GIVEN EXERCISE:
Your task is to copy the listing exactly, with the pictures left out.

RECORDS FOR THE TASK:
········

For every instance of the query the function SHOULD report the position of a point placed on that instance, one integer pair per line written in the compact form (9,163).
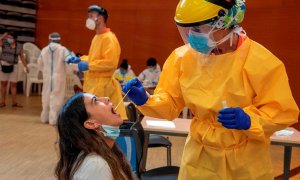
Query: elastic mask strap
(229,35)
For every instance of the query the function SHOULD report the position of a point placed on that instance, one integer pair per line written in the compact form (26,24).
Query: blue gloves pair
(137,93)
(82,65)
(234,118)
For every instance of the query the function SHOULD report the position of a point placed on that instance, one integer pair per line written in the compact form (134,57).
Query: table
(182,128)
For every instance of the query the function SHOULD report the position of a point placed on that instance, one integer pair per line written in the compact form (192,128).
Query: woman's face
(101,110)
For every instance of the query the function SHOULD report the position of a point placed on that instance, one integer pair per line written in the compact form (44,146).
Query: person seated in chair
(87,128)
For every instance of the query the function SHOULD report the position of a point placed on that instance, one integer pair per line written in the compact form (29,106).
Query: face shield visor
(91,21)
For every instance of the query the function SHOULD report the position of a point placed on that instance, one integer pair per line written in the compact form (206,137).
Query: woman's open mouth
(113,111)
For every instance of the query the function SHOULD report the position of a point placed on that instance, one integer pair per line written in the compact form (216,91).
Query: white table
(182,128)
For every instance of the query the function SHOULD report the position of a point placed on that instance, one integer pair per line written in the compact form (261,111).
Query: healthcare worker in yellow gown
(102,60)
(237,90)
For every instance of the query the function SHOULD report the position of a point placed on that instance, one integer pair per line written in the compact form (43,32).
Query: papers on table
(164,124)
(284,132)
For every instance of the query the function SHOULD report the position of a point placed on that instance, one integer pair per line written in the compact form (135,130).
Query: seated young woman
(87,129)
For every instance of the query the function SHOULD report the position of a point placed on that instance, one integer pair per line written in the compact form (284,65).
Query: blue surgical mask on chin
(111,131)
(10,40)
(201,42)
(122,72)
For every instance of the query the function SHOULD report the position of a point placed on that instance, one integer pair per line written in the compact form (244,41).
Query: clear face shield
(91,21)
(201,38)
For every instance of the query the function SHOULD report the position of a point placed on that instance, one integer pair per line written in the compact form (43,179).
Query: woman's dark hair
(151,62)
(76,142)
(13,34)
(124,64)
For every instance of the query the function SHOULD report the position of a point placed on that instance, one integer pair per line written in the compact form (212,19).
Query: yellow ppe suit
(103,60)
(251,78)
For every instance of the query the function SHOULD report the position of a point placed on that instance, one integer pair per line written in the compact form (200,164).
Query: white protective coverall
(52,62)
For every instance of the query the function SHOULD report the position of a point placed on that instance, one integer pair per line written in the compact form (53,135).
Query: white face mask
(90,24)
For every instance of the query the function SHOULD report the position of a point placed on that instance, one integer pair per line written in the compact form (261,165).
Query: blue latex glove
(83,66)
(74,60)
(137,93)
(234,118)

········

COMPLETE ANSWER:
For every instance of the query the function SHOULD report the position of a point placed on that instance, one integer pair per line written in the compact form (9,163).
Query: elastic mask strap
(229,35)
For every instance of the query the function SHOULD report the position of a point placed on that instance, one integer pair per line written in the compact form (26,24).
Query: blue gloves pair
(137,93)
(82,65)
(234,118)
For every instance of the query the function SHOULD report the position of a point placed on that instance, one integer pair per line written in the compact form (134,57).
Query: table
(182,128)
For every instance of the query the function SHOULD report the position of a point placed on that instance, one integer pair per line written in the compact form (192,128).
Query: woman's face
(101,110)
For every instance of the query the function SHOULD report the position of a point placed on that instance, one integer pair per line written in the compact form (44,146).
Query: person seated in chair
(87,128)
For every instance of the query the function SHOULD report the position of a point placed on that instance, one integer pair per line written in the compact form (29,106).
Query: face shield visor
(91,21)
For every instance of the query the function SHOULD report the position of a point placed on that instance, one integer pair per line written in the compact form (206,137).
Query: woman's open mouth
(113,111)
For every instance of the query the function SHOULD report the position of a point placed on that instance, one integer pair per line written in the compact form (216,91).
Query: white table
(182,128)
For every instance of the query the function SHOULD report the position of a point placed on that instance, one integer pair per line written in the compact form (261,111).
Query: healthcare worker in yellow gown
(102,60)
(237,90)
For every instance of the query the function SHOULD report the position of a point placed on that instance, one integer pair per line written in the compact form (43,32).
Query: papers on table
(164,124)
(284,132)
For every instance of the query the function SHOULD report the position of a point placed on that instance, one integer pair per line written in the compact form (135,130).
Query: seated young woman
(87,129)
For every instance of the query the function SHOULD report the position of a point placed on that instance, one integer pair per line written in the compact form (284,65).
Query: blue surgical mask on chin
(111,131)
(10,40)
(201,42)
(122,72)
For every instance of the query the function SHOULD report the position of a point placed on that instance, one integer pair per line written in the compact form (244,41).
Query: clear face shield
(91,21)
(201,38)
For every instance of the query the function SHOULD report the position of a point placed on that instance, one integer pair per line written in the compact form (43,179).
Query: woman's dark hair
(151,62)
(76,142)
(13,34)
(124,64)
For every instance of the query the function SHOULD report the position of a point placed on that instance, one integer pair per line written in the compact form (212,19).
Query: yellow ppe suit
(103,60)
(251,78)
For every instance of the query the function SHOULD report the position of a point placed on that instance, one integer pair per line written in the compact form (200,164).
Query: white protective coverall
(52,62)
For every instance of the query the function SHOULD report the position of a point placed on that instance, one integer pair per line written in the compact form (53,135).
Query: white face mask
(90,24)
For every instance of the query the function SHOULD report the position of a point placed on that instance, one integer pair per line written in the compact form (261,165).
Query: blue latex glove
(83,66)
(74,60)
(137,93)
(234,118)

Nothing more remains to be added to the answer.